**Excerpted passage**
<<<<

There are several chemical factors involved in the erectile process, including hormones, neurotransmitters, and substances locally released from the endothelial or smooth muscle components of the erectile tissue. Recently, the principal mediator of the erectile process was identified as nitric oxide (NO), a vital component of smooth muscle relaxation. NO is produced in the endothelial cells of the cavernous sinusoids, and exerts its effect through the second messenger cyclic guanosine monophosphate (cGMP).
Damage to the arteries, smooth muscles, and fibrous tissues is the most common cause of erectile dysfunction. This damage may result from prostate, colon, or bladder surgery; or may result from such diseases as diabetes, kidney disease, chronic alcoholism, multiple sclerosis, atherosclerosis, and vascular
disease.
Pharmacologic Options:
Recognition of the organic pathologies associated with erectile dysfunction has resulted in a few successful therapies. Before the spring of 1998, only alprostadil-containing products had received approval for the treatment of erectile dysfunction. However, many products touting erectogenic effects have not been studied with controlled clinical trials.
The use of intracavernosal injections of vasoactive agents has contributed significantly to the management of erectile dysfunction. These agents include alprostadil, phentolamine, and papaverine. The mechanisms of action include stimulation of the vascular component of penile erection, the inhibition of sympathetic tome and the relaxation of the corporeal smooth muscle. These drugs are often used in combination providing synergy with few adverse effects. Effectiveness is achieved in approximately 90% of patients.

>>>>

Dataset entries
<<<<

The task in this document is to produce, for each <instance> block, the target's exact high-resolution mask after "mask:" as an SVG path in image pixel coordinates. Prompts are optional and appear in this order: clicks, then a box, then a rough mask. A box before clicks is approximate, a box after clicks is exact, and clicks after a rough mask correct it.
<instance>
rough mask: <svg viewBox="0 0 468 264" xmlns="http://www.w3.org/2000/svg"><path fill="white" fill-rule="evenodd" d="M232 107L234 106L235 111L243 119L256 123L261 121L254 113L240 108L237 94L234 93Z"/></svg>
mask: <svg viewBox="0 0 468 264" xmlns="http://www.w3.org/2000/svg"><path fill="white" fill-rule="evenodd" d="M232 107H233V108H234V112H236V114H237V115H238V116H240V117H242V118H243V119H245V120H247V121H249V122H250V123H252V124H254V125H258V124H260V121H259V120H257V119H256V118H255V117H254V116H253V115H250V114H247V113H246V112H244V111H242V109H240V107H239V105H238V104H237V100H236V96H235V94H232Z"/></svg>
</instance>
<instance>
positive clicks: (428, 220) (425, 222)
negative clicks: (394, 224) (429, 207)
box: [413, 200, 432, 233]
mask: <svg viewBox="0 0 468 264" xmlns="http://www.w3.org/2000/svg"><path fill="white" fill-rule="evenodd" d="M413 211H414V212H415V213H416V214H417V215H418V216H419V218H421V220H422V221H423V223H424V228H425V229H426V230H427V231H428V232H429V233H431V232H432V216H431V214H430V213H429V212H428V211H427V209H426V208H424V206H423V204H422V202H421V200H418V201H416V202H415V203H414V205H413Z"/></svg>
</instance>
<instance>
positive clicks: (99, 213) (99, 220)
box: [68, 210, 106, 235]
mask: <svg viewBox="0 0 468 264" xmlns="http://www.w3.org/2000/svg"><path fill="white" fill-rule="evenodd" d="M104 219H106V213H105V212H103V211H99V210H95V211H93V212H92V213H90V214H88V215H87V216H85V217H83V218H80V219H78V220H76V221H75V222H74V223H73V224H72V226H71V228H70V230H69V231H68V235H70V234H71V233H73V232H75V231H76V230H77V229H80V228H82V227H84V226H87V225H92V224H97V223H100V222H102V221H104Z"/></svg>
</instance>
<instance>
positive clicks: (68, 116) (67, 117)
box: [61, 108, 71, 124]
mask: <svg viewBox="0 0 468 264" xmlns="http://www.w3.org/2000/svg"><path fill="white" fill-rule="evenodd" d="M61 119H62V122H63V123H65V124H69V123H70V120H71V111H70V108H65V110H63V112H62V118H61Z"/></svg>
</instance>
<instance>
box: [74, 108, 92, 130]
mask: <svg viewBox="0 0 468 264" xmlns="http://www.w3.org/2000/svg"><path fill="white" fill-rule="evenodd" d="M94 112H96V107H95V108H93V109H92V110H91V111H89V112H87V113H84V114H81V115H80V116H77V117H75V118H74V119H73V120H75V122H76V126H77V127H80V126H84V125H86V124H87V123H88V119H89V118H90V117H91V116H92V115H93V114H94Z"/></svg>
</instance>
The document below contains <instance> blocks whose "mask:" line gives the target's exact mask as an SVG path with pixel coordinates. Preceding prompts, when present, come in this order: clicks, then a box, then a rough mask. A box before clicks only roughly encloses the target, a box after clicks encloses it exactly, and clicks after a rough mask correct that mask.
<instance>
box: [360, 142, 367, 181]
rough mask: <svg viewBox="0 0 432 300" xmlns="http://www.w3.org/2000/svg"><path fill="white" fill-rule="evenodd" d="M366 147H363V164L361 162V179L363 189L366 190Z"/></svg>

>>>>

**Exercise details**
Output the full passage on erectile dysfunction word for word. These lines are separate from the passage on erectile dysfunction.

**Result of the exercise**
There are several chemical factors involved in the erectile process, including hormones, neurotransmitters, and substances locally released from the endothelial or smooth muscle components of the erectile tissue. Recently, the principal mediator of the erectile process was identified as nitric oxide (NO), a vital component of smooth muscle relaxation. NO is produced in the endothelial cells of the cavernous sinusoids, and exerts its effect through the second messenger cyclic guanosine monophosphate (cGMP).
Damage to the arteries, smooth muscles, and fibrous tissues is the most common cause of erectile dysfunction. This damage may result from prostate, colon, or bladder surgery; or may result from such diseases as diabetes, kidney disease, chronic alcoholism, multiple sclerosis, atherosclerosis, and vascular
disease.
Pharmacologic Options:
Recognition of the organic pathologies associated with erectile dysfunction has resulted in a few successful therapies. Before the spring of 1998, only alprostadil-containing products had received approval for the treatment of erectile dysfunction. However, many products touting erectogenic effects have not been studied with controlled clinical trials.
The use of intracavernosal injections of vasoactive agents has contributed significantly to the management of erectile dysfunction. These agents include alprostadil, phentolamine, and papaverine. The mechanisms of action include stimulation of the vascular component of penile erection, the inhibition of sympathetic tome and the relaxation of the corporeal smooth muscle. These drugs are often used in combination providing synergy with few adverse effects. Effectiveness is achieved in approximately 90% of patients.